__WORK ORDER__: Using the records below, repeat exactly the lines from the one holding "Target: modern theatre building" through the one holding "[locate] the concrete path", both ends included, and no others.
:: MATERIAL TO PROCESS
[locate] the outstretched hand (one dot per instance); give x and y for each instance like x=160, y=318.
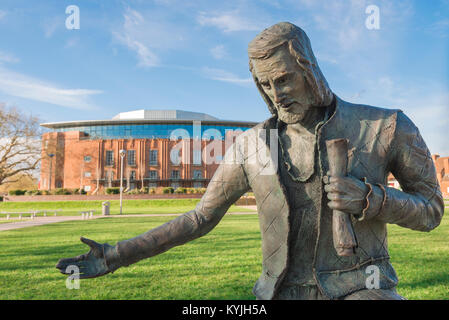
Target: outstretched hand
x=90, y=265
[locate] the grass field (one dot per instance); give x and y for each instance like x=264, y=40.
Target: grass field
x=221, y=265
x=73, y=208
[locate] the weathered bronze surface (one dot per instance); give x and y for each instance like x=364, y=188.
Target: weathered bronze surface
x=296, y=200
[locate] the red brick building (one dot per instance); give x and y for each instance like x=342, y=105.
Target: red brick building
x=442, y=166
x=86, y=154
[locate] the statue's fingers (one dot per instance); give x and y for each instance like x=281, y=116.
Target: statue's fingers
x=64, y=263
x=90, y=243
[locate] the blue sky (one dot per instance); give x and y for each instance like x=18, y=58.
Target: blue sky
x=191, y=55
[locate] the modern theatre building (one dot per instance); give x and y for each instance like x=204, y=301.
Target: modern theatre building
x=153, y=148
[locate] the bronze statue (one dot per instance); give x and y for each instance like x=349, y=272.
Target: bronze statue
x=308, y=250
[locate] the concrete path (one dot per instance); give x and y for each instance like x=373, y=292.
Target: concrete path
x=39, y=221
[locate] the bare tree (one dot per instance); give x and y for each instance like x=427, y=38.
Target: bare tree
x=20, y=148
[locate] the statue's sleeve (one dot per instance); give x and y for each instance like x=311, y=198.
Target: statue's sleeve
x=227, y=185
x=419, y=205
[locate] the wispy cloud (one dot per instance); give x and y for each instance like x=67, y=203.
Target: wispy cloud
x=8, y=58
x=228, y=22
x=440, y=28
x=23, y=86
x=225, y=76
x=218, y=52
x=148, y=34
x=50, y=26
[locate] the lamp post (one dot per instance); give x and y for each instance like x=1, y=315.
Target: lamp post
x=122, y=156
x=50, y=155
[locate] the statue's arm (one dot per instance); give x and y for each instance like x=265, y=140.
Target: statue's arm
x=227, y=185
x=419, y=206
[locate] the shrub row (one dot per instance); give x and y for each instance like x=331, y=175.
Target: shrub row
x=159, y=190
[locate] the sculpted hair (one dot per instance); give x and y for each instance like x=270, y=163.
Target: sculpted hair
x=286, y=34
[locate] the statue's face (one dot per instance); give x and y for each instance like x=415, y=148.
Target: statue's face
x=283, y=82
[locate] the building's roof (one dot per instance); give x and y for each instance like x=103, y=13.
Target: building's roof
x=149, y=117
x=163, y=115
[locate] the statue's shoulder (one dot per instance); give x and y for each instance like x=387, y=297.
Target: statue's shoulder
x=365, y=112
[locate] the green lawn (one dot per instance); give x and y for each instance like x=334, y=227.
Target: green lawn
x=70, y=208
x=221, y=265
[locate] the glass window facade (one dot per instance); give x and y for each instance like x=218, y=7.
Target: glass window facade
x=152, y=174
x=151, y=131
x=109, y=158
x=131, y=157
x=175, y=175
x=197, y=174
x=153, y=157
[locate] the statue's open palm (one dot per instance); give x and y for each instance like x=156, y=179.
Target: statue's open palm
x=90, y=265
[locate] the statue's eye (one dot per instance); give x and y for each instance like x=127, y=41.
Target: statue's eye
x=282, y=80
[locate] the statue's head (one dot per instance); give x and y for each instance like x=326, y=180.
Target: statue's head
x=286, y=72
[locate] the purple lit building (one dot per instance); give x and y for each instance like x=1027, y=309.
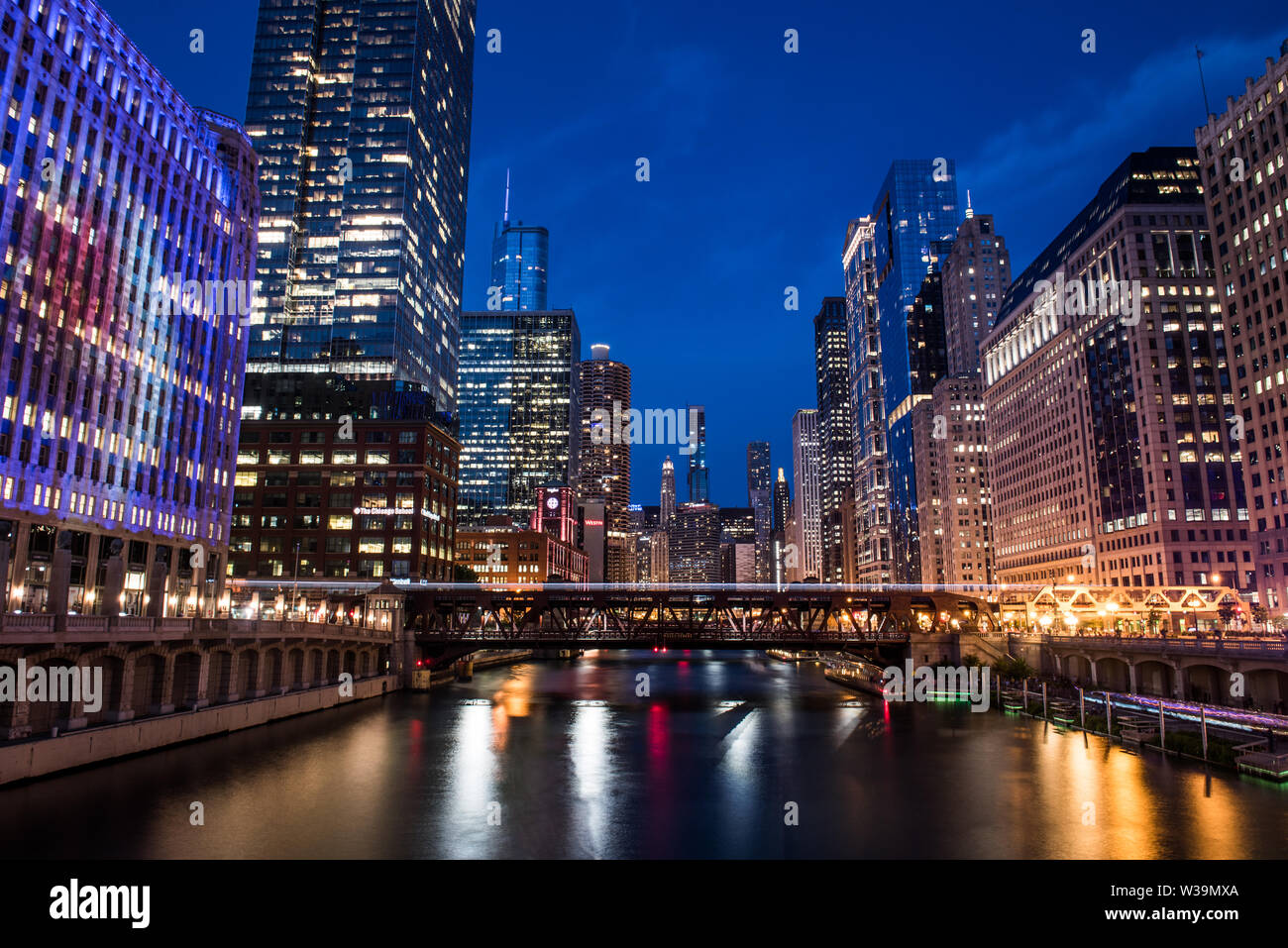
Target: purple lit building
x=128, y=219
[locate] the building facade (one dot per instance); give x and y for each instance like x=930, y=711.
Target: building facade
x=868, y=539
x=124, y=313
x=952, y=484
x=520, y=261
x=360, y=111
x=699, y=476
x=1111, y=460
x=694, y=544
x=835, y=433
x=343, y=479
x=806, y=479
x=977, y=274
x=914, y=210
x=519, y=410
x=604, y=472
x=1245, y=189
x=668, y=498
x=503, y=553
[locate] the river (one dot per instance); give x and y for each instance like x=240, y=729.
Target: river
x=730, y=754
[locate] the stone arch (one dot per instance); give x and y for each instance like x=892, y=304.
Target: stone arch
x=219, y=683
x=1157, y=678
x=248, y=673
x=1207, y=683
x=273, y=665
x=1112, y=673
x=1266, y=687
x=112, y=685
x=47, y=714
x=185, y=687
x=8, y=708
x=1077, y=669
x=295, y=668
x=149, y=691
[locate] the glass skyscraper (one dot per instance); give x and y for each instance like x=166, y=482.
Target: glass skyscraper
x=519, y=410
x=360, y=111
x=520, y=257
x=913, y=214
x=699, y=476
x=124, y=291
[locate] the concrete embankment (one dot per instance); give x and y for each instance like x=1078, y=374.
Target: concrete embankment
x=30, y=759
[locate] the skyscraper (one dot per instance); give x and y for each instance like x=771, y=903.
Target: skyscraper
x=694, y=544
x=1245, y=187
x=123, y=309
x=835, y=432
x=977, y=274
x=520, y=260
x=519, y=410
x=668, y=510
x=758, y=469
x=605, y=454
x=806, y=479
x=360, y=111
x=1111, y=459
x=760, y=498
x=914, y=210
x=699, y=478
x=868, y=536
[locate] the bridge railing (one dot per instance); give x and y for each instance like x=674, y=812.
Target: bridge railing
x=38, y=626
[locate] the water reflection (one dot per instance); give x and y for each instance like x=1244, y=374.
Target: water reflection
x=566, y=759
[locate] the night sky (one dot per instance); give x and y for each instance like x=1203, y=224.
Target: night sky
x=759, y=158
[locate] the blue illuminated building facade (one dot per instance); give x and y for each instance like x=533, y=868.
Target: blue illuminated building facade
x=520, y=261
x=360, y=111
x=914, y=217
x=519, y=410
x=129, y=219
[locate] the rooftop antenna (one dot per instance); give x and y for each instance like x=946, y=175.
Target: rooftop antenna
x=1198, y=56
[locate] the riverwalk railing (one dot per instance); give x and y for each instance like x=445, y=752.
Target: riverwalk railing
x=1189, y=729
x=1254, y=648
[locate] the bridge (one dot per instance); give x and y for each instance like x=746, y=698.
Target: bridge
x=456, y=617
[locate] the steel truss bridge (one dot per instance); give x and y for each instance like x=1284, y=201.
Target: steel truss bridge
x=683, y=616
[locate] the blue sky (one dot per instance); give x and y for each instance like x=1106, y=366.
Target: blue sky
x=759, y=158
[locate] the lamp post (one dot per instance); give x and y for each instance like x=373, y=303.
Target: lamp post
x=295, y=579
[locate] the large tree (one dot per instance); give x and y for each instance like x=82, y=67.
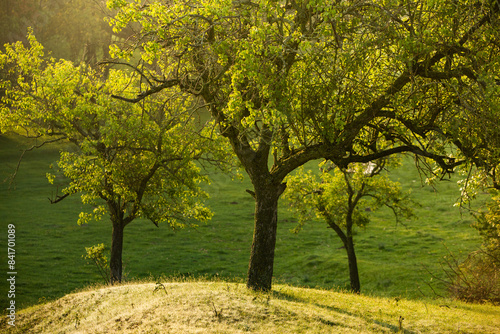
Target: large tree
x=296, y=80
x=128, y=161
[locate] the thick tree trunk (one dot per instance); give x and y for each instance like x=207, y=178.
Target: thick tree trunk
x=353, y=266
x=115, y=261
x=260, y=268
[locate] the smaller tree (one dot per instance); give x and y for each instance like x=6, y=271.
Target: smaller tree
x=129, y=160
x=343, y=198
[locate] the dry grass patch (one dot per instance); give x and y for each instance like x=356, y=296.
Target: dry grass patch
x=218, y=307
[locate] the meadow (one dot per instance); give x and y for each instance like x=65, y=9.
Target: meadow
x=395, y=260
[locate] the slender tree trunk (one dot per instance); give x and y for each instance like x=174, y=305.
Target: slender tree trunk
x=348, y=242
x=260, y=268
x=115, y=261
x=353, y=266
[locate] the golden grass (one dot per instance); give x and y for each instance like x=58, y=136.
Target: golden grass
x=218, y=307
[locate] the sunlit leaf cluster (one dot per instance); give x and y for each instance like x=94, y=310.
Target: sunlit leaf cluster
x=129, y=160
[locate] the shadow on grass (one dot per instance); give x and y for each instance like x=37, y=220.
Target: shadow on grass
x=292, y=298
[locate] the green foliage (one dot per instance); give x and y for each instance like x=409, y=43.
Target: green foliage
x=99, y=259
x=345, y=197
x=130, y=160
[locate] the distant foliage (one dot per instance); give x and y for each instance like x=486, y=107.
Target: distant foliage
x=477, y=279
x=96, y=255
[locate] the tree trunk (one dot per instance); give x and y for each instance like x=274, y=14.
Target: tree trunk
x=115, y=261
x=353, y=266
x=260, y=268
x=348, y=242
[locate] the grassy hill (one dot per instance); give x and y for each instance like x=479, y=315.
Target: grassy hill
x=218, y=307
x=394, y=259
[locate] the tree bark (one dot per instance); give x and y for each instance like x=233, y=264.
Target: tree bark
x=353, y=266
x=115, y=261
x=260, y=268
x=348, y=242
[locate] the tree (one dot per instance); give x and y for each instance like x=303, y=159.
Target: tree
x=292, y=81
x=129, y=161
x=341, y=199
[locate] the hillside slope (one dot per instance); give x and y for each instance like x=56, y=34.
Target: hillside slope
x=218, y=307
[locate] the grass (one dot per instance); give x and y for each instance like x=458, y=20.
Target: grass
x=220, y=307
x=394, y=259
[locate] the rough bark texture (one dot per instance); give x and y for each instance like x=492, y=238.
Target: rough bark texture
x=260, y=268
x=115, y=262
x=353, y=266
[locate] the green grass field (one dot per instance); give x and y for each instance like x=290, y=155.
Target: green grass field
x=393, y=259
x=221, y=307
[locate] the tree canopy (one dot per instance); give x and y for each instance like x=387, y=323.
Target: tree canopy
x=344, y=199
x=129, y=160
x=348, y=81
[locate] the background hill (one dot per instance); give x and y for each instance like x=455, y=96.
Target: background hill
x=394, y=260
x=218, y=307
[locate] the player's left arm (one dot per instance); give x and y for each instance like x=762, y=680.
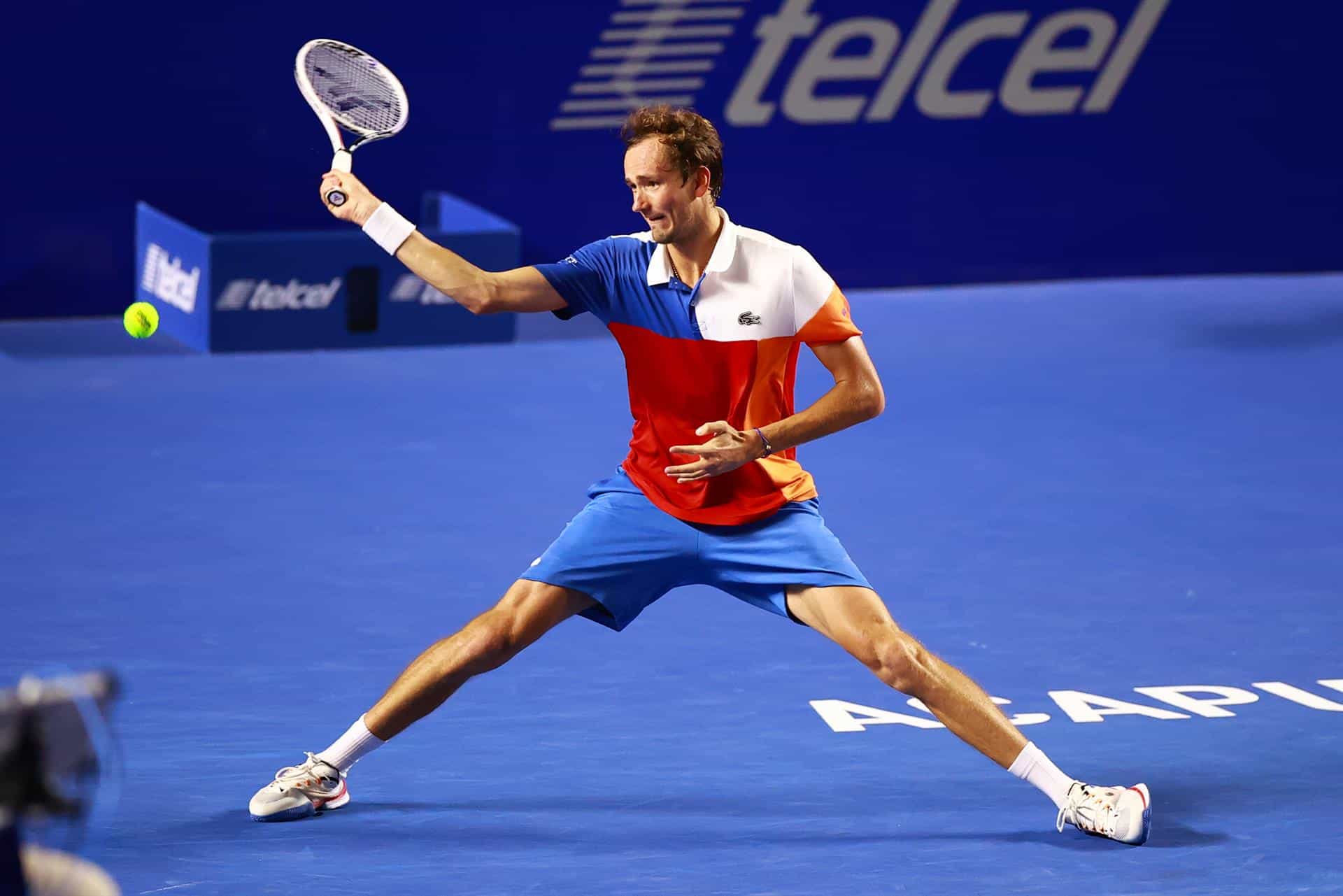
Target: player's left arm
x=856, y=397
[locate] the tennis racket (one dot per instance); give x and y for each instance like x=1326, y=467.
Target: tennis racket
x=350, y=89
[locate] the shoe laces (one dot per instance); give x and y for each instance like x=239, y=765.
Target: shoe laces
x=304, y=776
x=1090, y=809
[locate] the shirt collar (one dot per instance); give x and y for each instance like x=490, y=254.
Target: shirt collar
x=660, y=268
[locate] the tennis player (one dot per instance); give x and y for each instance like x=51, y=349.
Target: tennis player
x=711, y=318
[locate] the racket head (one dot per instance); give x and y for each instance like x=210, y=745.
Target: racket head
x=350, y=87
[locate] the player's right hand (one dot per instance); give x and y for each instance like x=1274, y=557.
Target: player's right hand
x=359, y=202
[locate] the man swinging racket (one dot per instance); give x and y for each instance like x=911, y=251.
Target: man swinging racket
x=711, y=490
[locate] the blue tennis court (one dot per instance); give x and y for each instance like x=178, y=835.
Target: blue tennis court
x=1076, y=490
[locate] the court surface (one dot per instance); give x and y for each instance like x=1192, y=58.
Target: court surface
x=1074, y=488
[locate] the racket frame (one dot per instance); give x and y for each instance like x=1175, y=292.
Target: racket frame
x=341, y=159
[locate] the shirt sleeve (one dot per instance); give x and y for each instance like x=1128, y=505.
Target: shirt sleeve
x=820, y=308
x=585, y=280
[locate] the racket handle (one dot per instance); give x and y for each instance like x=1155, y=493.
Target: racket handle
x=340, y=162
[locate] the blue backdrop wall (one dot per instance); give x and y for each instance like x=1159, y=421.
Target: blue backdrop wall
x=911, y=141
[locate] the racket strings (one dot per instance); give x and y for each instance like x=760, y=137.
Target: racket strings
x=353, y=89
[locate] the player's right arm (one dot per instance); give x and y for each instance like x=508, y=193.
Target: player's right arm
x=480, y=292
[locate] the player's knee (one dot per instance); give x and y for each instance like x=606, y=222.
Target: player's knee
x=900, y=661
x=493, y=641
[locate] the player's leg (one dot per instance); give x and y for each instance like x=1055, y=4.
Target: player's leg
x=525, y=613
x=857, y=620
::::
__RESPONSE TO THIS TASK__:
Target: modern theatre building
x=153, y=148
[locate] the bronze statue (one dot per instance); give x and y for each instance like x=349, y=272.
Target: bronze statue
x=308, y=250
[locate] the concrete path (one dot per instance); give x and y for each instance like x=373, y=292.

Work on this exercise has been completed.